* EXERCISE DESCRIPTION:
In the article on University of Utah research funding below, translate this sentence into Spanish: "More than three-fourths of the $309,301,309 came from the federal government, and most went into Utah’s economy."

* TEXT SECTION:
July 19, 2004 — The University of Utah set a new record for collecting research grants, fellowships and financial aid by crossing the $300 million threshold during the 2003-2004 fiscal year that ended June 30.
More than three-fourths of the $309,301,309 came from the federal government, and most went into Utah’s economy.
Exceeding $300 million for the first time “is something we hoped would happen this year, and we are delighted we achieved that goal,” says Ron Pugmire, associate vice president for research and a professor of chemical engineering and chemistry. “For the state of Utah, it means there is a tremendous amount of science and technology being developed at the university, and that’s where the future of economic growth lies.”
The total of $309,301,309 in research grants, fellowships and financial aid represents almost an 8 percent increase over the $286,724,452 collected during the 2002-2003 fiscal year, and is more than twice the $142,814,715 the university collected a decade earlier during the 1993-1994 fiscal year, according to figures from the university’s Office of Sponsored Projects.
Such a doubling of research funds “tells us that our hiring and nurturing of faculty is successful and contributes to the Utah economy,” says Ray Gesteland, the university’s vice president for research. “The important thing to realize is that most research money that comes to the university flows into Utah’s economy. It is used for jobs, salaries, the buying of goods and services.”

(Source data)
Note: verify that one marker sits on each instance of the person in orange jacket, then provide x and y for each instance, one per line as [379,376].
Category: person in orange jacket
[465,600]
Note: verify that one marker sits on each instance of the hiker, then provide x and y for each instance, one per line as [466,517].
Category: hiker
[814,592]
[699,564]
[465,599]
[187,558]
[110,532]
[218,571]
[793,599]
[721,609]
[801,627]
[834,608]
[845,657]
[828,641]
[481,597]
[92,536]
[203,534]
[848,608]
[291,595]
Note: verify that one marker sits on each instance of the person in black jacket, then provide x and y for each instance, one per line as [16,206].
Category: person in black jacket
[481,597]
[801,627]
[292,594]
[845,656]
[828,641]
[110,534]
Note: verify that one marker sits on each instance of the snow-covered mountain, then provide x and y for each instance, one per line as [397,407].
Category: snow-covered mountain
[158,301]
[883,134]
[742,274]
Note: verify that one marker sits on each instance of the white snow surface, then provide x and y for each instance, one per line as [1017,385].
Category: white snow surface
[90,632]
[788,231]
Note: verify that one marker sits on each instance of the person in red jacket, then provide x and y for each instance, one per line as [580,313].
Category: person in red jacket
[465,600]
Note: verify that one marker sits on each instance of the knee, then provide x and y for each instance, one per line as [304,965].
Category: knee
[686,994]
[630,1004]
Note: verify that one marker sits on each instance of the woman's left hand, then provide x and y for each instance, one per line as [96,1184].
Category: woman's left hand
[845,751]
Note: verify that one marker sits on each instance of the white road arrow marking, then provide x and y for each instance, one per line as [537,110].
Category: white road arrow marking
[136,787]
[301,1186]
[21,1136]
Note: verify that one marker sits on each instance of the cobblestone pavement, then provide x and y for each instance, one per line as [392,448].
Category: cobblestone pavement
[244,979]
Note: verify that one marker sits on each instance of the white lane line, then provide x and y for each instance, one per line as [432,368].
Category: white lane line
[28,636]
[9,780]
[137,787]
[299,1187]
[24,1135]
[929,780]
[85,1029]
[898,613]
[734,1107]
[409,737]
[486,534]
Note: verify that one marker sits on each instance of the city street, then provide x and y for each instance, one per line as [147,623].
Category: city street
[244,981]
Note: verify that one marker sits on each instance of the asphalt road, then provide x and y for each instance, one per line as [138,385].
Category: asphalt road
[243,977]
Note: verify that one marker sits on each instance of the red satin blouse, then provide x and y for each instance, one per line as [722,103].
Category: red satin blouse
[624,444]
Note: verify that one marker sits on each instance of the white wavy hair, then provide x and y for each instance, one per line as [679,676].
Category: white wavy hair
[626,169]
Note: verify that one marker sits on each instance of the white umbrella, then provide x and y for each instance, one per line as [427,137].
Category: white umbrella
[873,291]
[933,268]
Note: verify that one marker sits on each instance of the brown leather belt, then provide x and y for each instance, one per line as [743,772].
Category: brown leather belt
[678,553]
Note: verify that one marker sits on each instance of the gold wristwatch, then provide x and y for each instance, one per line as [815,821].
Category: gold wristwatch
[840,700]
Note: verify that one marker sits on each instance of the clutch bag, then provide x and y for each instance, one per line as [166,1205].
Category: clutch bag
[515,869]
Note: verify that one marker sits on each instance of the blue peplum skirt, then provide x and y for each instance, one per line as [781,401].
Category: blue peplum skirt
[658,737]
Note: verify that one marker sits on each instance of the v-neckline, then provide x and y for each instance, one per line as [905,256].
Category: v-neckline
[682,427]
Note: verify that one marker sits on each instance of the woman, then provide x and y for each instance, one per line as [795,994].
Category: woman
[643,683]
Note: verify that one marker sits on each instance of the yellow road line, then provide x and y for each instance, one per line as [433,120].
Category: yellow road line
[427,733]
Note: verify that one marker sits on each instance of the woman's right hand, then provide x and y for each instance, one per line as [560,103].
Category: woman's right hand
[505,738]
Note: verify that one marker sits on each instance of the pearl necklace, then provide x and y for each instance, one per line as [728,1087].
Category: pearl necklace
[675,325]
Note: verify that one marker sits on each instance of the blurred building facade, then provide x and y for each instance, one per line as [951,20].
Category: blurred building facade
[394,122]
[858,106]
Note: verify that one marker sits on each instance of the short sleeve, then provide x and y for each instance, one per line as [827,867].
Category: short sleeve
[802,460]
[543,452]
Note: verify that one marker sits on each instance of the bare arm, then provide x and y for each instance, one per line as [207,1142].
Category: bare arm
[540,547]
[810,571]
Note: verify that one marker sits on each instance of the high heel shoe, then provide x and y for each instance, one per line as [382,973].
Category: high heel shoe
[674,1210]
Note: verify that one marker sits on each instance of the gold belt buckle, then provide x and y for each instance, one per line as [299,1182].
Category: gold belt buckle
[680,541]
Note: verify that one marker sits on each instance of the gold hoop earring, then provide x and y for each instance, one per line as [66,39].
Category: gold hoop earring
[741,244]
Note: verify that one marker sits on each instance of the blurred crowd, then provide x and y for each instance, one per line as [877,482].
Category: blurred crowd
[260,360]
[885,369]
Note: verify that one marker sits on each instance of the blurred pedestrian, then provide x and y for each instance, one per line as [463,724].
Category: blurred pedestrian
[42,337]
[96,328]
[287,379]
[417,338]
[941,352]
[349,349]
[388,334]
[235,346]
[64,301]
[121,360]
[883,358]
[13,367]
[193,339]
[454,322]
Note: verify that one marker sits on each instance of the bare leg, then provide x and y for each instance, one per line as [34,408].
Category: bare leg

--

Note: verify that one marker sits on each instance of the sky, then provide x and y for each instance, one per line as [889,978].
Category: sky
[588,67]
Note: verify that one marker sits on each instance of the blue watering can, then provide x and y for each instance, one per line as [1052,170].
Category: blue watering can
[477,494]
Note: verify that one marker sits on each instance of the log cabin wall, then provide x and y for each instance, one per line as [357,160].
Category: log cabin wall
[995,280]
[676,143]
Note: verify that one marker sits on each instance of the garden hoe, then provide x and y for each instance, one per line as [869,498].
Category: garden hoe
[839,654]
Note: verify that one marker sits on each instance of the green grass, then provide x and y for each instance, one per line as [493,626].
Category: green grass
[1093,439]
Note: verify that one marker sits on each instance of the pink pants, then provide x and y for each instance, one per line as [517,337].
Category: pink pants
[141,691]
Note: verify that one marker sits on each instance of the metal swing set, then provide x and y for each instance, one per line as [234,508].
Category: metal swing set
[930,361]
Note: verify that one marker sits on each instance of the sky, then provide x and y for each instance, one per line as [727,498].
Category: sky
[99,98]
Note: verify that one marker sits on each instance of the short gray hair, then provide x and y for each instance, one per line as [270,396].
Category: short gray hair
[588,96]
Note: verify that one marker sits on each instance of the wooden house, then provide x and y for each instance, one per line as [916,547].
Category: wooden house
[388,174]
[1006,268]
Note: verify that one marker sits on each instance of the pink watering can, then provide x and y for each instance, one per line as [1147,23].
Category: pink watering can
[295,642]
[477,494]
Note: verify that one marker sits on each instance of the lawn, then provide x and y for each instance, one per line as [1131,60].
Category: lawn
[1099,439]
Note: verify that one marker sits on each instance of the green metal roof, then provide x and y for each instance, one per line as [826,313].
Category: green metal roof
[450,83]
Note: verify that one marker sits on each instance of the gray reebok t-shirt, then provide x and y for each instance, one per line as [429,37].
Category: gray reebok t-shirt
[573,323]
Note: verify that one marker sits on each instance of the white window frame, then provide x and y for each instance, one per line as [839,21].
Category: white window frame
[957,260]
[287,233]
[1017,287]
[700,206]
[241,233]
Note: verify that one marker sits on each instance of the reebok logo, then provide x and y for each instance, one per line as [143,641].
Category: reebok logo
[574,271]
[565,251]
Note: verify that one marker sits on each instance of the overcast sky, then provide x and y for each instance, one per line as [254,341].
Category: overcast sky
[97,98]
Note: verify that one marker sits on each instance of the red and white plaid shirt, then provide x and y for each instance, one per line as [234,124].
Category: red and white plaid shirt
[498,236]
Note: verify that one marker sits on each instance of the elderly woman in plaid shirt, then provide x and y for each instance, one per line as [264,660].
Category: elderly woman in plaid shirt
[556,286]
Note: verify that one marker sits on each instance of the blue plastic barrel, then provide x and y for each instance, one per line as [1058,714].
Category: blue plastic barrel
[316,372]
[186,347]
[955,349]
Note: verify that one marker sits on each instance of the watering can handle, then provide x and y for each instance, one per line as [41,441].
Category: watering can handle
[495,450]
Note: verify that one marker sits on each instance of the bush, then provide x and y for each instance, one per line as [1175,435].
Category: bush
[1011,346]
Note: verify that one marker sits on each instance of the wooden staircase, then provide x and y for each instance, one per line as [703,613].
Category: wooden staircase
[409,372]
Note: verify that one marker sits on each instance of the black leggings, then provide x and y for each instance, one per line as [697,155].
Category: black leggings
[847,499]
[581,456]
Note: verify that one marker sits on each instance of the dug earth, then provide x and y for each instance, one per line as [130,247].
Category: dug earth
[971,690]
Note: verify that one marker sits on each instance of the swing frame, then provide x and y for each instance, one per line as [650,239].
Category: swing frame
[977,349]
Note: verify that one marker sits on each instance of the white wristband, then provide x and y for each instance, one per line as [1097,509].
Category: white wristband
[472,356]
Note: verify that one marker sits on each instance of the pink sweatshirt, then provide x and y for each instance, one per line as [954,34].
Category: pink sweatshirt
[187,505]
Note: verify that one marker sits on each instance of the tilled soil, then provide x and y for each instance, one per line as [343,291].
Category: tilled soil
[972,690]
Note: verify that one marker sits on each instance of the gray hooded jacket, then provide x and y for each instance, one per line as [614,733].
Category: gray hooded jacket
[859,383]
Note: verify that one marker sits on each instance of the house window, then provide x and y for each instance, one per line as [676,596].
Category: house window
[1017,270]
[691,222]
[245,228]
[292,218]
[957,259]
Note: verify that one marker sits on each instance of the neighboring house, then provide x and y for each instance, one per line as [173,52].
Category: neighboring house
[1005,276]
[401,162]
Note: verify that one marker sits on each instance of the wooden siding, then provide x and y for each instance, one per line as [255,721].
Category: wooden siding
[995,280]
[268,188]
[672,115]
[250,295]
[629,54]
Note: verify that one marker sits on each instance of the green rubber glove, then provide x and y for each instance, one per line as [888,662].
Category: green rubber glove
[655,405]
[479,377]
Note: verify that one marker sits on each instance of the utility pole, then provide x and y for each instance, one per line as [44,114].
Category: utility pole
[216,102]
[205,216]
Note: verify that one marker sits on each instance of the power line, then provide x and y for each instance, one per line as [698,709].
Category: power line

* RESPONSE:
Más de tres cuartas partes de los 309.301.309 dólares provinieron del gobierno federal, y la mayor parte fue a parar a la economía de Utah.